= Goal =
Copy out all of the material, matching it word for word.

----- Data entries

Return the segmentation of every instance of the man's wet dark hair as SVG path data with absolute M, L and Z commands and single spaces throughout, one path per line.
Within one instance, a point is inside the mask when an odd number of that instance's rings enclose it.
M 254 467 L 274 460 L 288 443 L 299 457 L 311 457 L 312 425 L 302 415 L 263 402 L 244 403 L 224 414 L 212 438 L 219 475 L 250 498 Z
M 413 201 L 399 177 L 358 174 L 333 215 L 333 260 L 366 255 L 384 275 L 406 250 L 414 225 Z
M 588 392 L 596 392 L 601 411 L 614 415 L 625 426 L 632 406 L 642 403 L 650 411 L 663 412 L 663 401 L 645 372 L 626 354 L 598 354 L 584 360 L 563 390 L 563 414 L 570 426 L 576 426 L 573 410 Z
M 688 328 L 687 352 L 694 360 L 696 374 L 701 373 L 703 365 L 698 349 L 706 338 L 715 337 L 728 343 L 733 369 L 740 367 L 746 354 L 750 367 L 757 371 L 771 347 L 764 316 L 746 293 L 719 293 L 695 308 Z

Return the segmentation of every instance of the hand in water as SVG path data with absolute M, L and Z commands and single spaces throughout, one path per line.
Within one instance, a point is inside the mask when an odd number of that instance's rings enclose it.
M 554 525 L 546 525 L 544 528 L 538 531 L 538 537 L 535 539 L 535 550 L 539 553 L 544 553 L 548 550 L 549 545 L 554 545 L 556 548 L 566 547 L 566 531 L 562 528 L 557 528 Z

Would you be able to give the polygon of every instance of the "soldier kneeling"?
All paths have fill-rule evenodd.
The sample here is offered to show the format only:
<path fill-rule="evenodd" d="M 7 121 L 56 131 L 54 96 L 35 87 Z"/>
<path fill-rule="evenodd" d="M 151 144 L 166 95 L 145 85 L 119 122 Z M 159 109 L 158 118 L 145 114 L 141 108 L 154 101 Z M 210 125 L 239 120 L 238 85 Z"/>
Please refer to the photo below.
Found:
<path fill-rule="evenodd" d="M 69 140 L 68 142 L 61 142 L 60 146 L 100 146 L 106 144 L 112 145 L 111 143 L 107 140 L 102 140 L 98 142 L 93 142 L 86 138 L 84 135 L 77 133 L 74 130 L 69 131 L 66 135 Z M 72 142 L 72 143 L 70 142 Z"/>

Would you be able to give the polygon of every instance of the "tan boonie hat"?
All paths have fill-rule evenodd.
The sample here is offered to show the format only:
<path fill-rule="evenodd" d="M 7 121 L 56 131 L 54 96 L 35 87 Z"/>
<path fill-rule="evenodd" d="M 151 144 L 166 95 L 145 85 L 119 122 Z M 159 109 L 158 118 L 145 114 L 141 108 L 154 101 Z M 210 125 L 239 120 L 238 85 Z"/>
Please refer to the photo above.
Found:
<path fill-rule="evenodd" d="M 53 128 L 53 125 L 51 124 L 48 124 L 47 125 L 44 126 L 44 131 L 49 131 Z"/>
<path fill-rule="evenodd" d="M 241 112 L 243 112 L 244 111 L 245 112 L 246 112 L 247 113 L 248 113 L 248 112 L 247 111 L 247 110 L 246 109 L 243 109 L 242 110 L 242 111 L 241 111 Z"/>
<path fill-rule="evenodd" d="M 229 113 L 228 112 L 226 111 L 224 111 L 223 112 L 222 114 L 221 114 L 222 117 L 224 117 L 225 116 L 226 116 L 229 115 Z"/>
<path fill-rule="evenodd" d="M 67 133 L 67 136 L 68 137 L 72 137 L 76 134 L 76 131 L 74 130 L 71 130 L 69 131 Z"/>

----------

= Task answer =
Return the segmentation of every instance of the man's wet dark hair as SVG path data with absolute M, L and Z commands and single spaces throughout, one path per line.
Within one instance, a point is inside the mask when an odd number of that instance's rings enclose it.
M 254 467 L 274 460 L 288 443 L 299 457 L 311 457 L 312 425 L 302 415 L 263 402 L 244 403 L 224 414 L 212 438 L 219 475 L 250 498 Z
M 413 201 L 399 177 L 358 174 L 333 215 L 333 260 L 366 255 L 384 275 L 406 250 L 414 225 Z
M 588 392 L 596 392 L 601 411 L 614 415 L 625 426 L 632 406 L 642 403 L 650 411 L 663 412 L 663 401 L 645 372 L 626 354 L 598 354 L 584 360 L 563 390 L 563 414 L 570 426 L 576 426 L 573 410 Z
M 688 328 L 687 352 L 694 360 L 696 374 L 701 373 L 703 365 L 698 349 L 706 338 L 715 337 L 728 343 L 733 369 L 740 367 L 746 354 L 750 367 L 757 371 L 771 347 L 764 316 L 746 293 L 719 293 L 695 308 Z

Return the segmentation of every instance of the hand in water as SVG path data with absolute M, L and Z commands and single spaces throughout, one path per line.
Within one instance, a point is inside the mask when an odd number of that instance's rings enclose it.
M 554 525 L 546 525 L 544 528 L 538 531 L 538 537 L 535 539 L 535 550 L 539 553 L 544 553 L 548 550 L 549 545 L 554 545 L 556 548 L 566 547 L 566 531 L 562 528 L 557 528 Z

Would you be able to give the polygon of every instance of the "soldier kneeling"?
All paths have fill-rule evenodd.
The sample here is offered to show the format only:
<path fill-rule="evenodd" d="M 7 121 L 56 131 L 54 96 L 35 87 Z"/>
<path fill-rule="evenodd" d="M 151 144 L 166 95 L 145 85 L 119 122 Z M 159 109 L 158 118 L 145 114 L 141 108 L 154 101 Z M 210 125 L 239 120 L 238 85 Z"/>
Please refer to the photo below.
Found:
<path fill-rule="evenodd" d="M 69 140 L 68 142 L 61 142 L 60 146 L 100 146 L 106 144 L 112 145 L 111 143 L 107 140 L 102 140 L 98 142 L 93 142 L 86 138 L 84 135 L 77 133 L 74 130 L 69 131 L 66 135 Z M 72 142 L 72 143 L 70 142 Z"/>

Would you be able to give the polygon of every instance of the "tan boonie hat"?
All paths have fill-rule evenodd.
The sample here is offered to show the format only:
<path fill-rule="evenodd" d="M 7 121 L 56 131 L 54 96 L 35 87 Z"/>
<path fill-rule="evenodd" d="M 151 144 L 166 95 L 145 85 L 119 122 Z M 159 109 L 158 118 L 145 114 L 141 108 L 154 101 Z M 210 125 L 239 120 L 238 85 Z"/>
Please refer to the photo above.
Found:
<path fill-rule="evenodd" d="M 53 128 L 53 125 L 51 124 L 48 124 L 47 125 L 44 126 L 44 131 L 49 131 Z"/>
<path fill-rule="evenodd" d="M 241 112 L 243 112 L 244 111 L 245 112 L 246 112 L 247 113 L 248 113 L 248 112 L 247 111 L 247 110 L 246 109 L 243 109 L 242 110 L 242 111 L 241 111 Z"/>
<path fill-rule="evenodd" d="M 229 113 L 228 112 L 226 111 L 224 111 L 223 112 L 222 114 L 221 114 L 222 117 L 224 117 L 225 116 L 226 116 L 229 115 Z"/>
<path fill-rule="evenodd" d="M 67 133 L 67 136 L 68 137 L 72 137 L 76 134 L 76 131 L 74 130 L 71 130 L 69 131 Z"/>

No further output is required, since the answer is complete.